- **Brief**
How many lines in the material below contain the string "shoulder"? Case counts. Reply with the number alone.
▬▬▬
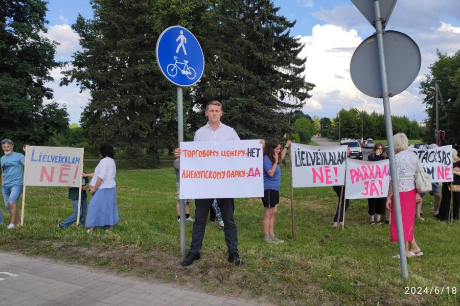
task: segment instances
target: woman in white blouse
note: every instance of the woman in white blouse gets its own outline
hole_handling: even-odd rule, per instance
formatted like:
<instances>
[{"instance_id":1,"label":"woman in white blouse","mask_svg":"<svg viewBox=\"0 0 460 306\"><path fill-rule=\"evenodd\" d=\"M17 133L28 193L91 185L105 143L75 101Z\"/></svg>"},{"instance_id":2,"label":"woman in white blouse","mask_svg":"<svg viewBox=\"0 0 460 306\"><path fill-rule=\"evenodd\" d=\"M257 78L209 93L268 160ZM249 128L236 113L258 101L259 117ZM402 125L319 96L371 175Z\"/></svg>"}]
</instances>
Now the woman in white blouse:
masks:
<instances>
[{"instance_id":1,"label":"woman in white blouse","mask_svg":"<svg viewBox=\"0 0 460 306\"><path fill-rule=\"evenodd\" d=\"M406 255L407 257L421 256L423 255L423 253L416 243L413 237L416 203L422 200L422 198L416 191L415 186L415 173L420 167L420 162L416 154L407 150L409 140L404 133L398 133L394 135L393 140L395 142L395 153L396 153L396 172L404 242L406 245ZM390 225L390 239L393 242L397 242L398 231L396 229L396 217L393 209L393 190L392 181L390 181L388 196L386 197L386 207L391 210L392 220L395 220ZM408 244L410 245L410 250ZM398 254L393 257L397 258L399 256L399 254Z\"/></svg>"},{"instance_id":2,"label":"woman in white blouse","mask_svg":"<svg viewBox=\"0 0 460 306\"><path fill-rule=\"evenodd\" d=\"M117 167L113 160L113 147L109 143L99 146L99 152L103 157L94 170L94 173L84 174L93 177L89 193L93 198L89 202L85 226L88 233L95 227L105 227L108 231L120 221L117 208L115 175Z\"/></svg>"}]
</instances>

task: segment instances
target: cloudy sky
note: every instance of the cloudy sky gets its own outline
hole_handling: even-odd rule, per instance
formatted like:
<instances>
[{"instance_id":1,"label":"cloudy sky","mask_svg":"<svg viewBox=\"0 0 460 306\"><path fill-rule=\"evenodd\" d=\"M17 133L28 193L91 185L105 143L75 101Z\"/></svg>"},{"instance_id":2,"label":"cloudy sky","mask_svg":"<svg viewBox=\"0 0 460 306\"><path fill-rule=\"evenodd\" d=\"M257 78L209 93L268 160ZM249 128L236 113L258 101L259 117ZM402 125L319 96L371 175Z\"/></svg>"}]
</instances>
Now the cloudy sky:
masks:
<instances>
[{"instance_id":1,"label":"cloudy sky","mask_svg":"<svg viewBox=\"0 0 460 306\"><path fill-rule=\"evenodd\" d=\"M381 0L386 1L390 0ZM78 13L92 17L89 0L49 0L47 36L61 44L56 59L68 61L79 50L78 35L71 26ZM355 49L374 28L350 0L274 0L280 14L296 20L291 31L305 47L301 56L307 58L305 76L316 87L312 98L305 102L304 112L313 116L335 117L341 108L356 107L368 112L383 111L381 99L367 97L353 84L350 62ZM398 0L386 30L409 35L418 45L422 56L419 76L406 90L392 98L392 114L405 115L421 121L426 117L420 82L436 59L436 48L452 55L460 50L460 1L458 0ZM56 81L54 101L66 105L71 122L78 123L82 107L90 98L73 85L60 87L60 72L52 72Z\"/></svg>"}]
</instances>

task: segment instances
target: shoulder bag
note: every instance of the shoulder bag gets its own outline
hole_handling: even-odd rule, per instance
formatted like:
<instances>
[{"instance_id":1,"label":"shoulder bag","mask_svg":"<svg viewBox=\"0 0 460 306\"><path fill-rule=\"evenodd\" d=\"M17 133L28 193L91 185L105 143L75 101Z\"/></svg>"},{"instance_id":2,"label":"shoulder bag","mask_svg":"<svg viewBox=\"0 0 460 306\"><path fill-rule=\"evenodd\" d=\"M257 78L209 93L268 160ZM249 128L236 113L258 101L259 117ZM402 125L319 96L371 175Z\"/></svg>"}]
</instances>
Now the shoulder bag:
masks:
<instances>
[{"instance_id":1,"label":"shoulder bag","mask_svg":"<svg viewBox=\"0 0 460 306\"><path fill-rule=\"evenodd\" d=\"M460 192L460 185L451 184L449 185L449 190L452 192Z\"/></svg>"},{"instance_id":2,"label":"shoulder bag","mask_svg":"<svg viewBox=\"0 0 460 306\"><path fill-rule=\"evenodd\" d=\"M417 158L417 170L416 171L416 189L418 193L431 191L431 178L423 171L420 166L420 161Z\"/></svg>"}]
</instances>

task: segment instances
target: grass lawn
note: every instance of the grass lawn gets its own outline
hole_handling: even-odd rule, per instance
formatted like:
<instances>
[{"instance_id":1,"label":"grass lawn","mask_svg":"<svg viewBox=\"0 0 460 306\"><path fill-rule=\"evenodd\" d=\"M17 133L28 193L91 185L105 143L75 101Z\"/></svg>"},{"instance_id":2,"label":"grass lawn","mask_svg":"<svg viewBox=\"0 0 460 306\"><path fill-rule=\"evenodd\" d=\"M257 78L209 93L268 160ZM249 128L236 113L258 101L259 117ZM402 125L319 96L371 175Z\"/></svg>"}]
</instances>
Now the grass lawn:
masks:
<instances>
[{"instance_id":1,"label":"grass lawn","mask_svg":"<svg viewBox=\"0 0 460 306\"><path fill-rule=\"evenodd\" d=\"M85 164L92 172L96 162ZM260 199L236 199L240 254L245 264L226 261L224 233L208 223L201 259L179 265L179 223L175 209L172 162L156 170L126 170L117 174L121 221L113 232L90 235L73 226L56 225L72 213L67 189L27 187L25 225L0 227L0 248L184 285L229 297L281 305L457 305L460 292L460 222L440 222L431 217L433 198L425 196L426 221L416 221L415 233L425 255L409 258L409 279L401 276L396 244L388 225L369 224L367 201L351 201L344 230L333 229L337 197L331 187L294 191L295 239L291 238L289 173L283 168L281 203L275 225L284 244L263 240ZM191 205L193 212L194 205ZM5 210L4 216L5 216ZM8 217L7 217L7 219ZM187 223L187 249L192 222ZM412 294L406 287L444 287L443 294Z\"/></svg>"}]
</instances>

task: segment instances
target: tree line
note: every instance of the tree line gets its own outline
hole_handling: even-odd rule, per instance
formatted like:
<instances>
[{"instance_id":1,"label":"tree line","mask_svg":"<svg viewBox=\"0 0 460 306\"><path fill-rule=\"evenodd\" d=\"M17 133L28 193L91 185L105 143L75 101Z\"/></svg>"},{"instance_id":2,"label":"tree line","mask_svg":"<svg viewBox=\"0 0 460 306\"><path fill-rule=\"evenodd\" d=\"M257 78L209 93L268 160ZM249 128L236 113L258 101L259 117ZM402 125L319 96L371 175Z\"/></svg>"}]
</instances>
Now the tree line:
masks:
<instances>
[{"instance_id":1,"label":"tree line","mask_svg":"<svg viewBox=\"0 0 460 306\"><path fill-rule=\"evenodd\" d=\"M280 15L271 0L91 3L93 17L79 15L72 25L82 51L71 62L62 63L54 59L57 43L42 34L46 2L0 0L0 132L16 139L17 146L84 146L95 153L104 139L133 166L155 167L159 153L172 151L177 143L176 89L160 72L154 52L160 33L175 25L194 34L205 57L200 81L183 90L186 140L205 124L204 106L211 100L222 103L223 121L243 139L285 135L308 143L315 134L337 139L339 125L342 137L358 138L361 124L364 138L386 138L382 114L352 108L320 119L302 111L314 85L302 76L307 60L299 57L303 46L290 34L295 21ZM449 115L460 109L460 56L438 52L438 56L421 93L430 115L430 88L438 82L446 105L441 110L442 129L454 129L448 137L456 139L458 121ZM71 68L63 72L61 85L76 82L91 95L81 127L69 127L65 106L43 103L53 99L45 85L53 80L50 70L67 63ZM394 130L410 138L426 135L407 117L392 120Z\"/></svg>"},{"instance_id":2,"label":"tree line","mask_svg":"<svg viewBox=\"0 0 460 306\"><path fill-rule=\"evenodd\" d=\"M332 119L320 119L317 116L312 118L300 111L290 116L294 120L290 137L298 143L308 144L314 135L332 139L343 137L360 139L361 130L364 139L386 139L384 115L375 112L370 114L357 108L348 110L342 108ZM395 133L404 132L409 139L421 139L425 134L425 126L421 126L416 121L410 121L406 116L392 116L392 123Z\"/></svg>"}]
</instances>

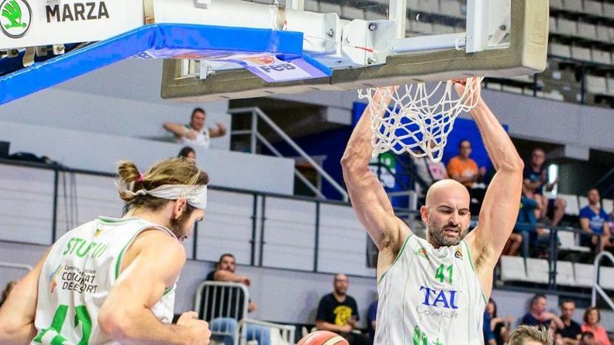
▬▬▬
- **Final answer**
5